WHAT TO DO
Rewrite the data from the line containing "the car hood." through the end, changing "car hood" to "vehicle hood" and leaving everything else untouched.

SUPPLIED DATA
— start —
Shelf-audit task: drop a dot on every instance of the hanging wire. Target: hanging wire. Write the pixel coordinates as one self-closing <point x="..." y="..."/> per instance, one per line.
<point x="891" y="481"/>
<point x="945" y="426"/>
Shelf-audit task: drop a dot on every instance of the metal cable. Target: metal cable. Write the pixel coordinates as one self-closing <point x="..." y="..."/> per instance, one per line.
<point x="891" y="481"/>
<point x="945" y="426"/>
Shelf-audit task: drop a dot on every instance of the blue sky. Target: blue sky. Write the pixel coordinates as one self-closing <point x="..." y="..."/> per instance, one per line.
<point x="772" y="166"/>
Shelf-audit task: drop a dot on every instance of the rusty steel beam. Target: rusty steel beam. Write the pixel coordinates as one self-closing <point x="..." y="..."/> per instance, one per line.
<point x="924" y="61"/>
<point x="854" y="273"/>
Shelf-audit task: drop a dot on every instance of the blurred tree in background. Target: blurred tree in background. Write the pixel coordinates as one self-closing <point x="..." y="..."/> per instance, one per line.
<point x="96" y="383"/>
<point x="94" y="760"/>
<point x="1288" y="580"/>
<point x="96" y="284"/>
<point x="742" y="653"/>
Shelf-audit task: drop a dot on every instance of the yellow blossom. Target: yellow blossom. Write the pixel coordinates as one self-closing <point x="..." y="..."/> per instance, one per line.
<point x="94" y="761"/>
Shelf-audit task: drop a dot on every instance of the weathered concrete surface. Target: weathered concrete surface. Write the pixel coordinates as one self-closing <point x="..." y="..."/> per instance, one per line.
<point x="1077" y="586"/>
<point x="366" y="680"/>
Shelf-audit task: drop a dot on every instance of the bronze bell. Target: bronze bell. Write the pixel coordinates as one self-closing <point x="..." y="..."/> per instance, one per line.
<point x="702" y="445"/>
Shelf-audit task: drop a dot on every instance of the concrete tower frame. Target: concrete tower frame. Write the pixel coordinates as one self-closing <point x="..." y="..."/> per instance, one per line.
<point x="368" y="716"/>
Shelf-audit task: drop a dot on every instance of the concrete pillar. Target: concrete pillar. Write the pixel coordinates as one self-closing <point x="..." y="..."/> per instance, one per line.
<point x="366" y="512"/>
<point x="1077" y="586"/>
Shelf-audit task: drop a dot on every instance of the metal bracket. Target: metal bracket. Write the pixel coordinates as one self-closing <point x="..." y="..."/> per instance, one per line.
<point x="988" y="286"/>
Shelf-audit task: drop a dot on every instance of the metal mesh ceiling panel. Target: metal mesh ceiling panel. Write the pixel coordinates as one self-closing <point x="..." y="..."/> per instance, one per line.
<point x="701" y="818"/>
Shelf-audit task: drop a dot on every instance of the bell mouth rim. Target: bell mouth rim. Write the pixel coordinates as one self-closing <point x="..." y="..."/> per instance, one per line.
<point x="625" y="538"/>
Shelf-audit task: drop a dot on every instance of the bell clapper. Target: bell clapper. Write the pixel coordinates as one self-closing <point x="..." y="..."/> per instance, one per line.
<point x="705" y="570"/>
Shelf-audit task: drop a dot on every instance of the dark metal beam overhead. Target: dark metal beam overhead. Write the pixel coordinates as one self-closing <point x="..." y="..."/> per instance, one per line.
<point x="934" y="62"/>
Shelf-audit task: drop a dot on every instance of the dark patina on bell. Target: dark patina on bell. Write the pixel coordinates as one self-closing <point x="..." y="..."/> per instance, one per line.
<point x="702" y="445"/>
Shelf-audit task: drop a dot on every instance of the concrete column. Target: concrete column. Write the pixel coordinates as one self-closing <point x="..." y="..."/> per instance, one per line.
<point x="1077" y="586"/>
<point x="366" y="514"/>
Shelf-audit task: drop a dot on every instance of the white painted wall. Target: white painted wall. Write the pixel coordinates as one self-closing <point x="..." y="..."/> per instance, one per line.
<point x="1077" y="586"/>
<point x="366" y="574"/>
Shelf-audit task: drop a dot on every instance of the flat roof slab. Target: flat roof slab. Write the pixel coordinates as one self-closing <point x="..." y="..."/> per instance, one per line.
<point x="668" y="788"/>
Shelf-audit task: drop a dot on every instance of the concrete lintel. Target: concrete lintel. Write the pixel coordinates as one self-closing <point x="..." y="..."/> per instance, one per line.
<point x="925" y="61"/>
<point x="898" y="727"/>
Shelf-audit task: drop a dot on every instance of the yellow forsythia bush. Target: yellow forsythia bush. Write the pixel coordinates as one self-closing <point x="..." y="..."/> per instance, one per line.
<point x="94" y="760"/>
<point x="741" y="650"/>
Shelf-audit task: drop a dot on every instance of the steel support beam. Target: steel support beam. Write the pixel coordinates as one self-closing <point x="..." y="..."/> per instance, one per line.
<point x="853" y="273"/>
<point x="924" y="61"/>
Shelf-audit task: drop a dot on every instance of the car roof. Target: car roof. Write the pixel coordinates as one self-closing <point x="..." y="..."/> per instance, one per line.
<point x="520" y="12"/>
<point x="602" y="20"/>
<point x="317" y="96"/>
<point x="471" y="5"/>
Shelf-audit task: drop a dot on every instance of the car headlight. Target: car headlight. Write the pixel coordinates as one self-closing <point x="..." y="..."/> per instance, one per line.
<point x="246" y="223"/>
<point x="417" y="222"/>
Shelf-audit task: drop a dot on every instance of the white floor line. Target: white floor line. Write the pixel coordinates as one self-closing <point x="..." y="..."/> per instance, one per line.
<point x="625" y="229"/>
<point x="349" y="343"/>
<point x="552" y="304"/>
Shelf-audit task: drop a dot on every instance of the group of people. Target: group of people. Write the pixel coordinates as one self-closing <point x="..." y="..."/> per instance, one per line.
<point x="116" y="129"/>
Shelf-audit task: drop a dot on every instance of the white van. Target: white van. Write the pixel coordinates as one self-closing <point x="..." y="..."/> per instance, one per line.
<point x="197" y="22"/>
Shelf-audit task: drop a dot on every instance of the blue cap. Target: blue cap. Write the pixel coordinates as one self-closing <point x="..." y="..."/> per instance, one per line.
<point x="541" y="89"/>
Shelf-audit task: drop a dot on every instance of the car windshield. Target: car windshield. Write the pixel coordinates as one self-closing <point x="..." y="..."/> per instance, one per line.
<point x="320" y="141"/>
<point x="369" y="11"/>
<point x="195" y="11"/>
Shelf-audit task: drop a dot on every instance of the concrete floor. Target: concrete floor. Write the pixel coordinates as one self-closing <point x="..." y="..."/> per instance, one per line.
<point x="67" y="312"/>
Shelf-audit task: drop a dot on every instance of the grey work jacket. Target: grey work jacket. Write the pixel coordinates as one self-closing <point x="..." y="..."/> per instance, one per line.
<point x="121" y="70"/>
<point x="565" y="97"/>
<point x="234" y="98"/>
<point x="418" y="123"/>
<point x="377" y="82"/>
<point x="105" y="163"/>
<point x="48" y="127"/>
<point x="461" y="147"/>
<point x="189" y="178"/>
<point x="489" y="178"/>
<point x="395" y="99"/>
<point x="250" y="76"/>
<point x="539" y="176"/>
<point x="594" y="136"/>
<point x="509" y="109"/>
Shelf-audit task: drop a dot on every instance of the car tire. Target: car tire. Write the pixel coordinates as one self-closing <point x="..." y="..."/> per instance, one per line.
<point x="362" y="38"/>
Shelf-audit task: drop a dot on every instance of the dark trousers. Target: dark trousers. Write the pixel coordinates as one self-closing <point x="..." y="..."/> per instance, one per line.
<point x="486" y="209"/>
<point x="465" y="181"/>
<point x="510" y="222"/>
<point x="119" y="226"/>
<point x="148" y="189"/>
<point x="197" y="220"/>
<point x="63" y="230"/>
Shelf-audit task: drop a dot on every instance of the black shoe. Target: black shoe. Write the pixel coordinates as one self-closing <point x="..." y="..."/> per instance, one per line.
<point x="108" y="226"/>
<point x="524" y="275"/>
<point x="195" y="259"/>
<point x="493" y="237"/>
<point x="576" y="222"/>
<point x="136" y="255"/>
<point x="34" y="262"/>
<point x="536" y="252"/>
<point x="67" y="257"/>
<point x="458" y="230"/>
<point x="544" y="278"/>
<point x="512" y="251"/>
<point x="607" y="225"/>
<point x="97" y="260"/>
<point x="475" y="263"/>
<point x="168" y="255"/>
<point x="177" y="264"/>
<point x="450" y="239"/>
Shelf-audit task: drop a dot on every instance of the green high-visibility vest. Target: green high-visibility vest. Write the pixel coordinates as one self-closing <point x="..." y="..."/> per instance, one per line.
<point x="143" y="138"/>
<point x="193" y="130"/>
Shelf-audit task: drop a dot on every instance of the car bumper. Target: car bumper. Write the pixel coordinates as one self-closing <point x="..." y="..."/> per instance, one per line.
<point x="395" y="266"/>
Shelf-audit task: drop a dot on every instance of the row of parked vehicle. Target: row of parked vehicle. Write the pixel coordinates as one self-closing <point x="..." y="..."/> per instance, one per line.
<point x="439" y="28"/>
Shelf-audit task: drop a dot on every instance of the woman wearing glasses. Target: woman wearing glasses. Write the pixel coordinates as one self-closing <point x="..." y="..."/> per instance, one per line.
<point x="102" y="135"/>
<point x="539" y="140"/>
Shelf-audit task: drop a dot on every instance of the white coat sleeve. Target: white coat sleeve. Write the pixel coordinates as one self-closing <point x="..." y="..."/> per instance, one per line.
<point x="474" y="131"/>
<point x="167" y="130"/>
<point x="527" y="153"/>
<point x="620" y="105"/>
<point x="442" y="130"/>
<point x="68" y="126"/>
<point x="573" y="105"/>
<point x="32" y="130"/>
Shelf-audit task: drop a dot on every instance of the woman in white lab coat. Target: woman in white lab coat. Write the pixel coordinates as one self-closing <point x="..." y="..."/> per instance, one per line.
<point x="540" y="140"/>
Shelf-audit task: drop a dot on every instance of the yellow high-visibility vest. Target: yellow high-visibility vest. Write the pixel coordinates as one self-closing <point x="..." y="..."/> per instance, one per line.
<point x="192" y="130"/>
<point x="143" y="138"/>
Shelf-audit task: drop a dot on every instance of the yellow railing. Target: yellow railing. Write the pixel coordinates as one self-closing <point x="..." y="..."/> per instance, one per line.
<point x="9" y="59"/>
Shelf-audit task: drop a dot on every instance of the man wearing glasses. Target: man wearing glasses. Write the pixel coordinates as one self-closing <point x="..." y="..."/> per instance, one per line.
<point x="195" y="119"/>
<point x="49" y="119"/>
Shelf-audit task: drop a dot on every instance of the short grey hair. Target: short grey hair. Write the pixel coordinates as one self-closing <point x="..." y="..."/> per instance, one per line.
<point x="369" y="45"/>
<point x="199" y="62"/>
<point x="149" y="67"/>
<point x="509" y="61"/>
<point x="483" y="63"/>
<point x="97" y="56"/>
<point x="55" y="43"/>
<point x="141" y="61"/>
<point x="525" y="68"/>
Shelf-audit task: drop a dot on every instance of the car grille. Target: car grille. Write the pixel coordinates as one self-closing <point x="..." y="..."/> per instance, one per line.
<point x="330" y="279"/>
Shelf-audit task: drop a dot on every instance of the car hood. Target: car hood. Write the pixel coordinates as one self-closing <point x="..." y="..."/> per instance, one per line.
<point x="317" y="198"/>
— end —
THE RESULT
Shelf-audit task: drop a dot on every instance of the vehicle hood. Target: vehicle hood. Write the pixel coordinates as one self-closing <point x="..." y="..."/> per instance, one per line.
<point x="317" y="198"/>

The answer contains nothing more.